● **DOCUMENT SEGMENT**
==*==
Physicians and practitioners who do not wish to enroll in the Medicare program may file an “opt-out” affidavit that will prevent the provider and beneficiaries seeing them from submitting bills to the CMS.

For years, the CMS had few providers opting out of Medicare, with the number first hitting triple digits in 2010, with 130. But those numbers jumped to over 1,600 opt-out requests going into effect in 2013, more than doubling to over 3,500 in 2015, and spiking at 7,400 in 2016. Opt-outs dropped to just 3,732 in 2017, according to data released by the CMS Monday.

The agency did not elaborate on why it may have seen such a change.

One theory is that MACRA ended the need for providers to renew opt-out affidavits every two years; now opt-outs can be indefinite, and providers must ask to rejoin the program.

“Figures from 2015 and 2016 may represent the first wave of physicians opting out and lower 2017 data may reflect the fact that physicians no longer need to file affidavits to renew,” said Anders Gilberg, senior vice president of government affairs for the Medical Group Management Association.

Doctors have shown less and less interest in Medicare participation as the program’s reimbursement has not kept up with the cost of providing care and regulations have increased, according to Donna Kinney, director of research and data analysis at the Texas Medical Association.

“Between price controls and the administrative burden, there is real concern about Medicare,” Kinney said.

Medicare remains a vital part of many doctor practices. But some clinicians, particularly in wealthy metropolitan areas, feel they can opt out of the program because they can fill their practice with patients who have commercial insurance or are willing to pay out-of-pocket for care, according to Dr. Charles Rothberg, president of the Medical Society of the State of New York.

“Patients in these areas are not as price-sensitive as they may be in other places,” Rothberg said.

New York City, for instance, had a 76% acceptance rate for Medicare patients in 2017 compared to a 100% acceptance rate in Fargo, N.D., according to Merritt Hawkins, a physician search firm.

Some groups like the American Medical Association have noted that by and large, doctors are staying in Medicare and accepting patients. The CMS estimates that just over 1.3 million providers now bill Medicare.
==*==
[Saved data entries]
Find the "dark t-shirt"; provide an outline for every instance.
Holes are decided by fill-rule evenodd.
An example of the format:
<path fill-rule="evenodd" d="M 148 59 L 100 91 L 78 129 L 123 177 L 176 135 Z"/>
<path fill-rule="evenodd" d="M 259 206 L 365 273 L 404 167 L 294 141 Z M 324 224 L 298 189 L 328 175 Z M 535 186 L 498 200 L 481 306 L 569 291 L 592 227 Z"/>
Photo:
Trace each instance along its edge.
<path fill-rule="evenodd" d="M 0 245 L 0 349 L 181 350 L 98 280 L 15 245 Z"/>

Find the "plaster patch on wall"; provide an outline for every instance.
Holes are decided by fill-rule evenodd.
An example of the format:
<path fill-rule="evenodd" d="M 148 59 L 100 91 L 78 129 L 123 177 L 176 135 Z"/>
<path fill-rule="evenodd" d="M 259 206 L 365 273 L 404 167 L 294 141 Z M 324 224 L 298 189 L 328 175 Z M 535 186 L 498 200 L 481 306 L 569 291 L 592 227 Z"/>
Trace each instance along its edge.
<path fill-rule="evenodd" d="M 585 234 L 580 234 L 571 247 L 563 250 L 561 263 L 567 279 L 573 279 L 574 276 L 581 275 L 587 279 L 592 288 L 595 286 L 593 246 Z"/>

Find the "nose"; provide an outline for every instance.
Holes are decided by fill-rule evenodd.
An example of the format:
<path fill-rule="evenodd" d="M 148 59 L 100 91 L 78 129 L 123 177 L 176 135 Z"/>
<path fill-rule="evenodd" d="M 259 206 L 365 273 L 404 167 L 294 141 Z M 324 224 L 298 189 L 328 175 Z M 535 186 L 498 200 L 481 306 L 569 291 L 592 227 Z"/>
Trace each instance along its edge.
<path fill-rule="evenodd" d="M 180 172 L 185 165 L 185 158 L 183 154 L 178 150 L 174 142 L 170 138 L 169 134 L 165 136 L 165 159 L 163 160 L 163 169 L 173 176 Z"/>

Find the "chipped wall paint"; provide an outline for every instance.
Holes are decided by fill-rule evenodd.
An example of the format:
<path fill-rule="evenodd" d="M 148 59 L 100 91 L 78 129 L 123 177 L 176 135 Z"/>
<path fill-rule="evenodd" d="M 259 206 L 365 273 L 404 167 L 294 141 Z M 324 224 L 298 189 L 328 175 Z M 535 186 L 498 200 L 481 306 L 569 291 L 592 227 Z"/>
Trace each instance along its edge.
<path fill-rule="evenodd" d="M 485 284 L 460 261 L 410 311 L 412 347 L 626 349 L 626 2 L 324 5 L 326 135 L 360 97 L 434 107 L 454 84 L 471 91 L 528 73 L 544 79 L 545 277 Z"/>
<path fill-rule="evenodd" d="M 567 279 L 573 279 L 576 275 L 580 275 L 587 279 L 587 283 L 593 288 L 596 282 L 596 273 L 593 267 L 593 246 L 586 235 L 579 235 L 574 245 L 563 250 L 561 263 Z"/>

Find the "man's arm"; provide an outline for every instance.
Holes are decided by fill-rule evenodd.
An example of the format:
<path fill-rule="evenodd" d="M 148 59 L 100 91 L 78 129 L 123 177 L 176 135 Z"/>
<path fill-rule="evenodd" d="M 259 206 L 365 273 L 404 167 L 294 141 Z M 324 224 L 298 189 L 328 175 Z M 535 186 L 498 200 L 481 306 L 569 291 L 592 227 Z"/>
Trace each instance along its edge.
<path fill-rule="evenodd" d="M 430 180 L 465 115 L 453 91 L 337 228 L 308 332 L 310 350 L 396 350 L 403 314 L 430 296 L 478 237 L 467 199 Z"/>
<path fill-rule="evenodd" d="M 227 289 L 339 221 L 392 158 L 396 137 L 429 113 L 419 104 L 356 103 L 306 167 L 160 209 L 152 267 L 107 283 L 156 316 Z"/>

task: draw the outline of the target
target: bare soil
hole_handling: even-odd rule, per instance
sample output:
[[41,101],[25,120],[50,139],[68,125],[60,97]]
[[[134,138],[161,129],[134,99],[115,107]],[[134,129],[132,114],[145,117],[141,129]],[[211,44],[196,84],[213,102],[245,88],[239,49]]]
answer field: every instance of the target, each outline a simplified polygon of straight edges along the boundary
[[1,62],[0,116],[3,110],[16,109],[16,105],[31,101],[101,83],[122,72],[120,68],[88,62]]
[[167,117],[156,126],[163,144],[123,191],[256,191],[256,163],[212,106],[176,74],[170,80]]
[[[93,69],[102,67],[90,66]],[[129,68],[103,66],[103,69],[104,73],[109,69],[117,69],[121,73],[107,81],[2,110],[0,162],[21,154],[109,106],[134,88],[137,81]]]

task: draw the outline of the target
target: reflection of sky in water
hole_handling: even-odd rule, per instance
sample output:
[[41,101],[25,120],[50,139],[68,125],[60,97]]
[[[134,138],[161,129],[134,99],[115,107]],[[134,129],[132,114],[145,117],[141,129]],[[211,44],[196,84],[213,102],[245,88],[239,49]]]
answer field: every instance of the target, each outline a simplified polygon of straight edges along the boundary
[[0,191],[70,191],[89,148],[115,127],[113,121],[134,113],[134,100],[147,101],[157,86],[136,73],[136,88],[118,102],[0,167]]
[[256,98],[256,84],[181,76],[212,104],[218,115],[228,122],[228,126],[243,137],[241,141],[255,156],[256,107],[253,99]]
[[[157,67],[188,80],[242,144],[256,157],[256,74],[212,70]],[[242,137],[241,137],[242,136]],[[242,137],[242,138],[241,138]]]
==*==
● **WORK ORDER**
Reproduce word for word the passage of the article on Medicare opt-outs above, starting with "For years, the" and going on through "by the CMS Monday.".

● **SOLUTION**
For years, the CMS had few providers opting out of Medicare, with the number first hitting triple digits in 2010, with 130. But those numbers jumped to over 1,600 opt-out requests going into effect in 2013, more than doubling to over 3,500 in 2015, and spiking at 7,400 in 2016. Opt-outs dropped to just 3,732 in 2017, according to data released by the CMS Monday.